_EXERCISE DIRECTIONS_. Output every one of the records below verbatim, reproducing each line in its original order.

==============================

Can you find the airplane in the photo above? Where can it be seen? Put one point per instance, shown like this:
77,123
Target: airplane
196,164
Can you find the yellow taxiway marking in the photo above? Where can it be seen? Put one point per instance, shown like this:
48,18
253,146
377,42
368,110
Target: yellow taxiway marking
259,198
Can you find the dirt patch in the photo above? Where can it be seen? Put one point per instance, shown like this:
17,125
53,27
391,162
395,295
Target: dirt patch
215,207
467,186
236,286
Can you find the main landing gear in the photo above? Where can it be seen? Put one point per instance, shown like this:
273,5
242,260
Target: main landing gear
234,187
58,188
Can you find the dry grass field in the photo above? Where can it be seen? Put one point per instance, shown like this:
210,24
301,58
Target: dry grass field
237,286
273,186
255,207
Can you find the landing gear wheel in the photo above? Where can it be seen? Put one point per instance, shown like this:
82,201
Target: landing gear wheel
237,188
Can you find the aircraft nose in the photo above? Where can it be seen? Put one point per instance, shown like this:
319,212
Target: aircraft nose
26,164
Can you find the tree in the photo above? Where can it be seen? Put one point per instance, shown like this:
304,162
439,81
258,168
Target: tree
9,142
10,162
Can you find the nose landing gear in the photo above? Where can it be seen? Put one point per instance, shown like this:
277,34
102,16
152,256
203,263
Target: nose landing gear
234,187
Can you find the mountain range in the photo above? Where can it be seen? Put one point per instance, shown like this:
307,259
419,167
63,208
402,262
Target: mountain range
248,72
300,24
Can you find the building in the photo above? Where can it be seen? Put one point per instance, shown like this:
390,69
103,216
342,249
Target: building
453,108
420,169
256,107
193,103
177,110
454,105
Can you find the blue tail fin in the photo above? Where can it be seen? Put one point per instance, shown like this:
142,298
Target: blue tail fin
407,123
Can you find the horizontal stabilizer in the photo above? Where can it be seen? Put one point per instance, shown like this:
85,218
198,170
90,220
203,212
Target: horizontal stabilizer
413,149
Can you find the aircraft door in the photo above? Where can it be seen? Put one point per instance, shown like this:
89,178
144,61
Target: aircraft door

==============================

_RESULT_.
Can you find the airplane in the photo above? Where can it be seen? Put one point per instance, shown like this:
77,123
Target: airplane
196,164
Can you find the yellow taxiway marking in the photo above? Where can it be seen? Put one point per instance, shown like this:
48,18
253,146
377,42
368,110
Target: yellow taxiway marking
259,198
Can you find the dirt patch in the photo above? Where can it be seen? Put one point per instance, shown like this:
17,125
53,27
391,162
395,295
Target: dirt patch
215,207
467,186
236,286
Can you find the main landing gear in the photo above? Where can it be seen? Put one point per instance, shown like this:
273,5
242,260
Target: main landing gear
234,187
58,188
Can you find the dry grass field in the photo above? Where can it be seen? Put one point per instance, shown like this:
210,24
301,58
Target: dry grass field
237,286
273,186
255,207
Can you find the landing gear wheel in the photo above? Where can it be seen? Put one point per instance, shown like this:
82,201
Target: landing gear wheel
237,188
Can you find the aircraft nose in the photo above? Where can it be seen? Put one point per instance, shown like this:
319,212
Target: aircraft nose
26,164
Can you find the tree in the photo above? Where can it be seen? Put one point per instance, shown like this:
304,162
439,81
258,168
Target: tree
9,142
10,162
Can you find the nose landing gear in the photo above? Where can it be seen? Put one point per instance, shown like this:
277,34
102,16
152,256
203,263
Target: nose landing gear
234,187
Can you find the mountain range in the photo above? Where can it be seen? Put one point per instance, shown like this:
307,259
419,167
63,208
402,262
Target: mountain range
248,72
300,24
Can you find the building in the photo above? Where can it be seen? Put one point per instance, shown like this:
390,69
103,216
342,249
Target: building
453,108
420,169
256,107
193,103
177,110
454,105
Can you find the blue tail fin in the photo above? Where can it be seen? Put one point per instance, shown like this:
142,298
Target: blue tail fin
407,123
Can you find the horizontal stabilizer in the photo above? Where can it be seen? Put one point per instance, shown like this:
85,218
198,170
90,220
203,212
Target: horizontal stabilizer
413,149
Can you find the aircraft door in the photo above? Where can it be seen? Put one point per instance, shown like this:
89,178
144,61
Target: aircraft door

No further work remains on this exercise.